═════ PROVIDED PASSAGE ═════

Sorry to say but I would have to be counted on that roll call. I too was molested as a child, but would never this to a person albeit it molestation, rape, date-rape or any type of dysfunctional sexual deviant act. In fact this make me physically sick inside. An aftermath, of my molestation I guess?

alohatraveler

I am not going to labor over my point but I think you all are still missing it.

The arguement of the uninformed person was that Free need not worry about her man being a molester, even though he indicated all kinds of signs… because he claimed that he himself was molested. The person asserted that since he was molested, he would never molest…. DANGEROUS ASSUMPTION!

Terrible logic.

I am done. :o)

Benzthere

Free,

You captured exactly what I think is the main point of Dr. L’s post, “not only her friend is misinformed, it is society also” and the result of that misinformation is that Bird’s ex may or may not be a child molester, but until he commits a crime society dictates that he is innocent. Even after misbehavior is factual, our legal system still is painfully lacking in protecting the innocent as it is designed to do.

Absolutely we all make choices every day, the problem is taking or not taking responsibility for those choices and what consequences, if any, are there for those who don’t?

If Bird seeks child support, she as a responsible parent, must weigh the risk versus gain and unfortunately she probably cannot rely on the court system for assistence or protection. How likely is it Bird will receive child support and what may have to be endured to attain it? In most states whether or not he pays support he still retains visitation rights. With DNA testing, parentage can be determined whether or not his name appears on the birth certificate. Only Bird can make that decision but she’s found this site and is seeking knowledge, so she’s taking steps and has found a wonderful source of support in weighing her decision.

Life isn’t fair, but it can become more informed, leading to change. Knowledge is power and having experienced what we all on here know from witnessing it up close and personal, whatever steps we can each take to enlighten society while making the best choices we can to protect our own, brings us one step closer toward change and the self satisfaction of our ultimate goal of living well in spite of them.

Ox Drover

BEnzthere,

Very good post—very logical, rational.

I might point out too, that sometimes the Ps “think it is all about money” when it comes to identification of parenthood through DNA.

Sometimes too, if you apply for welfare or social services they insist that you tell them who the father is or no assistance. The purpose of this is so that they can “go after” repayment of the assistance via the bio-logical/legal father. So even if you forego “child support” from the father you also have to forego social services support or lie. This “well meaning” law has some negative consequences for some parents who are trying to AVOID A P in their child’s life.

Even “good laws” (choices of society) sometimes have negative consequences, because there is never a “one size fits all” law or other choice.

alohatraveler

Right.. it was Bird. I forgot.

tmassar

Hi…so just to weigh in on the question here, do they make choices…
There are behaviors they can CHOOSE that would still allow (some) of them to have functional, better lives – without abusing others. (I speak about my own circumstances, and I certainly don’t believe this about someone who is a sexual or child predator.)

═════ DATA FOR REVIEW ═════

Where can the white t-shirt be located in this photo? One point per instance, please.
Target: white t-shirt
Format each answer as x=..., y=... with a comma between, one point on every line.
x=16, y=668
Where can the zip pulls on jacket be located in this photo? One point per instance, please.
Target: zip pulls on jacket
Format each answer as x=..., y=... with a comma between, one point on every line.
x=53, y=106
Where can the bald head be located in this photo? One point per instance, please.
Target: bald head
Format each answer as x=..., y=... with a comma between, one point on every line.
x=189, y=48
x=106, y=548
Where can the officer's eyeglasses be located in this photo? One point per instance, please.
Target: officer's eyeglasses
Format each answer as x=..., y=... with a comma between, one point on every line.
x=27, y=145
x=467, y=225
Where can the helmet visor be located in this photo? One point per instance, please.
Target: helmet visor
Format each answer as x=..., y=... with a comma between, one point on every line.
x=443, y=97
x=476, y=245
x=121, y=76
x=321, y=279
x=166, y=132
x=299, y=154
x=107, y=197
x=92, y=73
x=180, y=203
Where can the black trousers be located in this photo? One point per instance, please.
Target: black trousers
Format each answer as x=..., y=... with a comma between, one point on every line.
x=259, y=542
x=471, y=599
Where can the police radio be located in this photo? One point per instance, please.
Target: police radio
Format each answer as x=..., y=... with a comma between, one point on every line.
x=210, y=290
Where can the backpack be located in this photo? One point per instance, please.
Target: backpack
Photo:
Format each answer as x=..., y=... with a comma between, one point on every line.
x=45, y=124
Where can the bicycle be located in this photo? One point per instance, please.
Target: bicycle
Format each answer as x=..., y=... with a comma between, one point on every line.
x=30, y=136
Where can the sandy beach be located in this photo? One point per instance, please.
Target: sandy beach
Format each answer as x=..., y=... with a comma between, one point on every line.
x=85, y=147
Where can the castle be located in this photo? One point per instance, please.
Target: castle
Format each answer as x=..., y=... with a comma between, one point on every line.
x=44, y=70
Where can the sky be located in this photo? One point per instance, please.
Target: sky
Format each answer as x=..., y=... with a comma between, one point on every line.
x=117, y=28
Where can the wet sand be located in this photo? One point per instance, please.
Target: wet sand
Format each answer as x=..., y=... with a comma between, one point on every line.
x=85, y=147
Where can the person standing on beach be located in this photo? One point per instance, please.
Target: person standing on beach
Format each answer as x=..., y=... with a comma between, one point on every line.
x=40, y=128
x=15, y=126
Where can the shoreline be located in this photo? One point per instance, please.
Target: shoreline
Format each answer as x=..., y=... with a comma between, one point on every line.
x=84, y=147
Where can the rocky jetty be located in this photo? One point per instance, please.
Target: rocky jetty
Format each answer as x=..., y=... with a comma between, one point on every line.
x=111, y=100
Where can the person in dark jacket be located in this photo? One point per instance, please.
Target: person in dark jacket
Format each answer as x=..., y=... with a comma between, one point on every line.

═════

* WORK TO COMPLETE:
1: In the forum thread about molestation and child support, what does Ox Drover say welfare or social services demand before they give assistance?
2: Pick up the forum thread about whether abusers make choices, continuing after its final sentence.

* TASK-BY-TASK RESULTS:
1: They insist that the applicant tell them who the father is, or there is no assistance.

2:
But so the question is, what drives them to make the “wrong” choices? This is where I really get confused. Dr. Leedom, you say it’s because they actually enjoy their choices or the consequences of those choices. But if I look at someone like my ex-narcissist (whom I’m sure could/would be diagnosed with NPD), he has awareness of his destructive behaviors, of his vindictiveness, difficult personality. And he’s said that IN THE MOMENT, he just feels unable to control them, doesn’t understand why he can’t interact on a level that is not wrong to others.

He made the wrong choices with respect to me – over and over and over again – refusing to see how beaten down i was getting. Now that I’ve left – the reckoning is shocking. And though I know I’m not supposed to feel pity (it certainly doesn’t help me heal!) – I do. Because I feel that the self-destructive, terrible behavior is governed by drives that he really can’t, doesn’t know how, to control. He does not want to be in this situation. He has never really enjoyed his life or interpersonal relationships – he can’t. He just can’t. And in years of watching him struggle, I guess I don’t really believe that’s a choice he has.

I think the choice he does have is to recognize the pain he causes and modify his behavior to become more bearable. But that recognition comes with an enormous price – in this case, the loss of his marriage, which was literally the cornerstone of his life. (He actually had the nerve to say to me that he thought he could play with fire (his affair) because he knew I’d always be there for him!! Oh the tragedy.)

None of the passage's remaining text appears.